Data shown =
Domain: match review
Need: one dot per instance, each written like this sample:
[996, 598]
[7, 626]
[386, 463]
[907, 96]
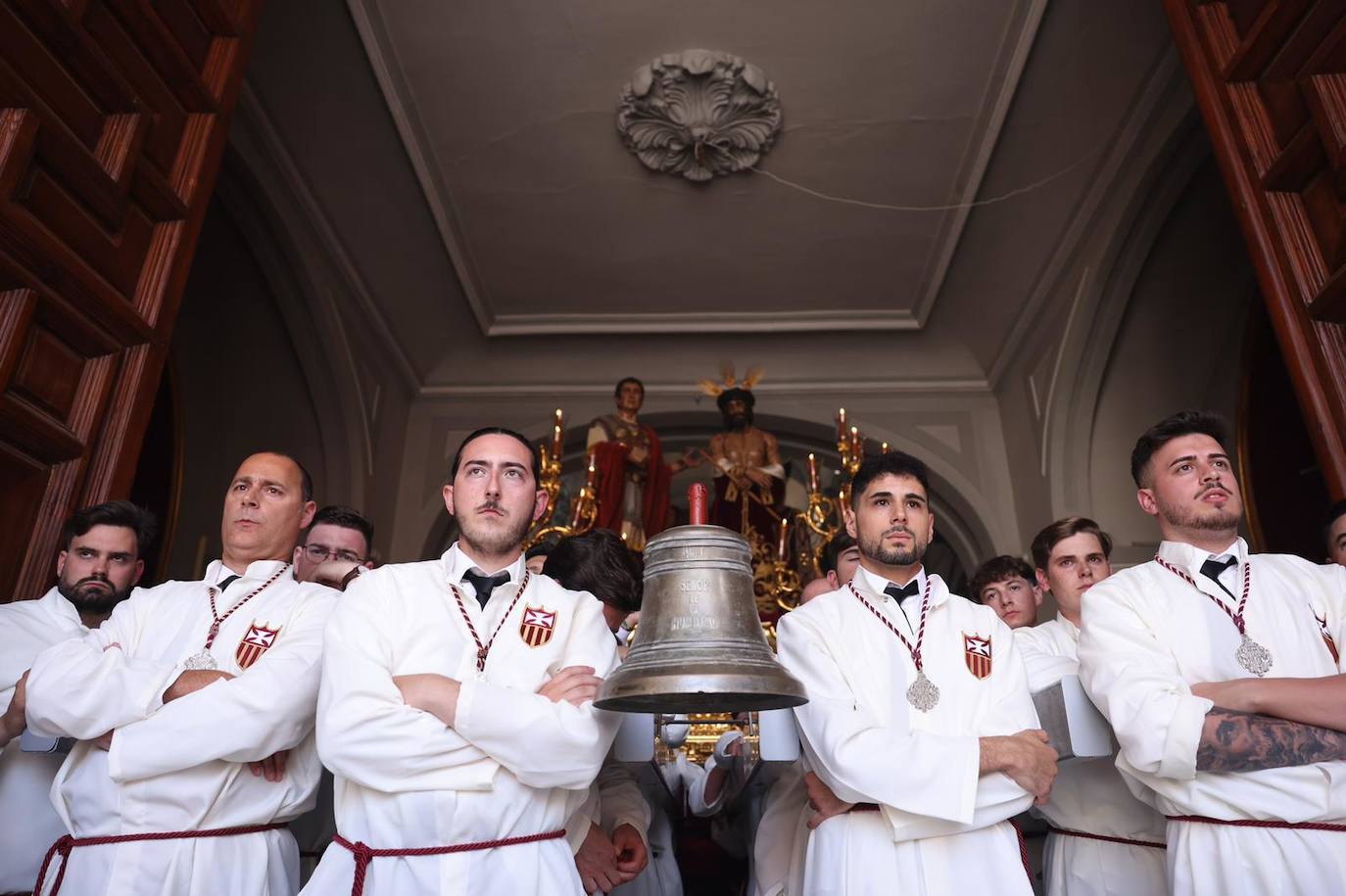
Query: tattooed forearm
[1233, 741]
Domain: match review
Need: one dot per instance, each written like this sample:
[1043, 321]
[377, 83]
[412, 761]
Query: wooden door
[114, 116]
[1270, 78]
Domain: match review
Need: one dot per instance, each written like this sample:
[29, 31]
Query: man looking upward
[1255, 802]
[184, 698]
[918, 713]
[457, 704]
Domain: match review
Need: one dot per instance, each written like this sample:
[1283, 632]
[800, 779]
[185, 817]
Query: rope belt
[1252, 823]
[363, 855]
[67, 842]
[1124, 841]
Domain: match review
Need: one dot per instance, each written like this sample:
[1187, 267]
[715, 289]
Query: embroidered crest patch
[1327, 636]
[976, 653]
[537, 626]
[255, 643]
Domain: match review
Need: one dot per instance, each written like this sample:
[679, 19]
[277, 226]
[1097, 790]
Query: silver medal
[1253, 657]
[201, 661]
[922, 694]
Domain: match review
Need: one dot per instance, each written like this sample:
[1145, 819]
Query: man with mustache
[1102, 839]
[457, 704]
[918, 716]
[1253, 794]
[96, 569]
[194, 705]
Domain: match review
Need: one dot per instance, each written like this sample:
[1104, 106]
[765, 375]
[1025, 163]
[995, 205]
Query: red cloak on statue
[610, 483]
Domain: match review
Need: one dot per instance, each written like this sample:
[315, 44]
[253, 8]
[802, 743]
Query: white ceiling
[507, 115]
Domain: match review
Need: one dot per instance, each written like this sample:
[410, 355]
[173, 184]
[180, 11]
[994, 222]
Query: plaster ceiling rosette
[698, 115]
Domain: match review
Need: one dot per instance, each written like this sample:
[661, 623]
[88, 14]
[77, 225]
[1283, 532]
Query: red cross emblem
[1327, 636]
[537, 626]
[976, 653]
[255, 643]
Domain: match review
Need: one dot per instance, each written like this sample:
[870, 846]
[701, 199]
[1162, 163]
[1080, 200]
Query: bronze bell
[700, 646]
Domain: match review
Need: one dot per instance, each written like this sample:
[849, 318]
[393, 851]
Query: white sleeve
[269, 706]
[1043, 669]
[86, 686]
[621, 801]
[1134, 683]
[781, 834]
[365, 732]
[916, 774]
[997, 795]
[576, 738]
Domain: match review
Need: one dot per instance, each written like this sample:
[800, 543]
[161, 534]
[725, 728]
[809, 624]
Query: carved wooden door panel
[1270, 78]
[114, 116]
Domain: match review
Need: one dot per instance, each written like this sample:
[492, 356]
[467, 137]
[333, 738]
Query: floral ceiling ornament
[698, 114]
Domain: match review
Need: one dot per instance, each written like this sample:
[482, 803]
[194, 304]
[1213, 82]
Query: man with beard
[457, 704]
[748, 479]
[194, 702]
[918, 713]
[633, 481]
[96, 569]
[1255, 798]
[1102, 841]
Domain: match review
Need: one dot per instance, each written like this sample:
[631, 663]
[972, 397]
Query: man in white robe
[1256, 803]
[186, 700]
[457, 704]
[1102, 839]
[933, 778]
[96, 569]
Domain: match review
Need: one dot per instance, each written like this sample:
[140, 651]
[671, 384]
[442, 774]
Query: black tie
[1212, 569]
[910, 589]
[485, 584]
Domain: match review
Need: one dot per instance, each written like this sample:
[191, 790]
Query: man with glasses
[334, 547]
[333, 551]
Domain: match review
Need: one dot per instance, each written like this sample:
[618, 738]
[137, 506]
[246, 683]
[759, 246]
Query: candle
[579, 509]
[697, 502]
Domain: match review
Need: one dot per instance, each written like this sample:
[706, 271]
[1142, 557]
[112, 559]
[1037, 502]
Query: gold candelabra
[824, 517]
[585, 509]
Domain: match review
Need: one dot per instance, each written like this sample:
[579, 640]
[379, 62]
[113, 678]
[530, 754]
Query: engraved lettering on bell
[698, 114]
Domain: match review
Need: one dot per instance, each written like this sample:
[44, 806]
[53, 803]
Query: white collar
[61, 605]
[258, 569]
[457, 564]
[1188, 557]
[877, 584]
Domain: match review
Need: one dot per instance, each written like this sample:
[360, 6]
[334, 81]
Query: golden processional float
[704, 648]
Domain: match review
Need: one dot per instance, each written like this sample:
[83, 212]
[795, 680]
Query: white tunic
[27, 627]
[942, 827]
[782, 835]
[1090, 797]
[183, 766]
[514, 763]
[664, 787]
[1147, 637]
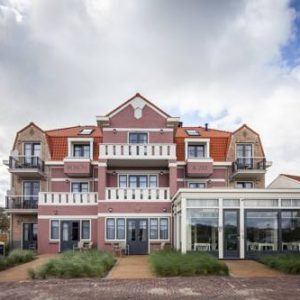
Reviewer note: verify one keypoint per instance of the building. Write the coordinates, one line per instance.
(284, 181)
(141, 179)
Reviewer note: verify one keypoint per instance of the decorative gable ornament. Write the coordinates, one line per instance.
(138, 105)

Task description =
Please print the listing above again word for word, without its pictures.

Answer for this exercise =
Domain: match review
Need: one dot per instance, each written like this sample:
[996, 598]
[7, 626]
[386, 463]
[907, 96]
Query: tattooed forearm
[1233, 741]
Domain: match review
Need: one dot per instance, each written like this sample:
[1043, 321]
[377, 83]
[412, 761]
Query: wooden door
[114, 116]
[1270, 78]
Domain: match review
Need: one dot per instance, each written like this sample:
[29, 31]
Query: man looking upward
[1255, 802]
[184, 698]
[918, 713]
[457, 704]
Domain: match review
Need: one dot per instance, each written like this sample:
[1283, 632]
[800, 779]
[185, 817]
Query: rope belt
[1252, 823]
[363, 855]
[67, 842]
[1124, 841]
Domain: match review
Need: one dot per instance, each written like this sample:
[1187, 267]
[715, 289]
Query: embroidered crest patch
[1327, 636]
[976, 653]
[537, 626]
[255, 643]
Domain: match review
Need: one dot per instance, each written like this sample:
[679, 19]
[277, 226]
[1097, 790]
Query: silver medal
[1253, 657]
[201, 661]
[922, 694]
Domain: match review
Need: one dot per instance, each written like this sample:
[1145, 819]
Query: man with mustache
[1102, 839]
[457, 704]
[918, 716]
[1253, 794]
[96, 569]
[194, 705]
Domain: match review
Need: one dot per instance, each written like this sample:
[1104, 106]
[765, 375]
[1025, 163]
[995, 205]
Query: red cloak on statue
[610, 483]
Domain: match review
Need: one dot per instance, each written like this sample:
[315, 44]
[253, 8]
[802, 743]
Query: white ceiling
[507, 115]
Domain: match review
Need: one dot per instance, each written like this sample:
[410, 355]
[173, 184]
[180, 11]
[994, 222]
Query: plaster ceiling rosette
[698, 115]
Domain: match review
Need: one dot per instance, each written like this sample:
[661, 623]
[88, 14]
[77, 225]
[1283, 532]
Query: red cross emblem
[1327, 636]
[537, 626]
[976, 653]
[255, 643]
Domain: match review
Need: one dot per instance, each written like this sample:
[870, 846]
[701, 199]
[1162, 163]
[1080, 200]
Query: bronze bell
[700, 646]
Domain: match review
Need: one dot per instance, each written like this sample:
[849, 318]
[393, 851]
Query: white sleeve
[269, 706]
[1043, 669]
[86, 686]
[621, 801]
[1134, 683]
[781, 834]
[365, 732]
[916, 774]
[997, 795]
[576, 738]
Domain: match review
Need: one dot per instance, each written like this sample:
[800, 543]
[161, 534]
[725, 728]
[809, 624]
Query: carved wooden door panel
[1270, 78]
[114, 116]
Domain: match review
Need: one dot per instance, each written like this sample:
[492, 356]
[467, 137]
[333, 738]
Query: floral ceiling ornament
[698, 114]
Domain: match review
Need: one dot per instance, each written like this sample:
[482, 803]
[194, 304]
[1213, 82]
Query: man with beard
[457, 704]
[748, 479]
[194, 702]
[918, 713]
[633, 481]
[96, 569]
[1255, 798]
[1102, 841]
Domain: match review
Need: one dot per instance, each written like this sample:
[631, 663]
[972, 397]
Query: man in white robe
[1256, 803]
[186, 700]
[457, 704]
[1102, 839]
[933, 778]
[96, 569]
Domain: match review
Need: one dot per instance, each written like this sample:
[140, 651]
[671, 384]
[442, 774]
Query: black tie
[1212, 569]
[910, 589]
[485, 584]
Domain: match review
Need: one dot per instance, each written like this sample:
[191, 790]
Query: man with glasses
[334, 547]
[333, 551]
Domain: match review
Need: one dot per instance, each written like this sample:
[618, 738]
[137, 506]
[246, 683]
[759, 246]
Query: candle
[579, 509]
[697, 502]
Domain: match review
Need: one dot per instance, each written like this sample:
[706, 271]
[1142, 557]
[112, 559]
[1037, 502]
Query: gold candelabra
[824, 517]
[585, 509]
Domain: match review
Need: one dot per instance, each written like this sample:
[579, 640]
[379, 62]
[113, 678]
[530, 754]
Query: engraved lettering on bell
[698, 114]
Domain: match review
Need: one dot per instance, each written like this sample:
[44, 806]
[53, 803]
Query: white collar
[61, 605]
[258, 569]
[457, 564]
[1188, 557]
[877, 584]
Domain: match review
Need: one dot per instance, each written like this sample:
[360, 6]
[334, 81]
Query: golden processional float
[704, 648]
Domain: match review
Need: one dot per instance, each written like this sample:
[83, 212]
[795, 680]
Query: white tunic
[27, 627]
[942, 827]
[782, 835]
[1090, 797]
[183, 766]
[514, 763]
[664, 787]
[1147, 637]
Reviewer note: verify one keypoint per instance of the building. Write the coordinates, one line per instance.
(284, 181)
(141, 179)
Reviewer note: verify one keypoint per instance of the decorative gable ornament. Write the coordinates, one line per instance.
(138, 105)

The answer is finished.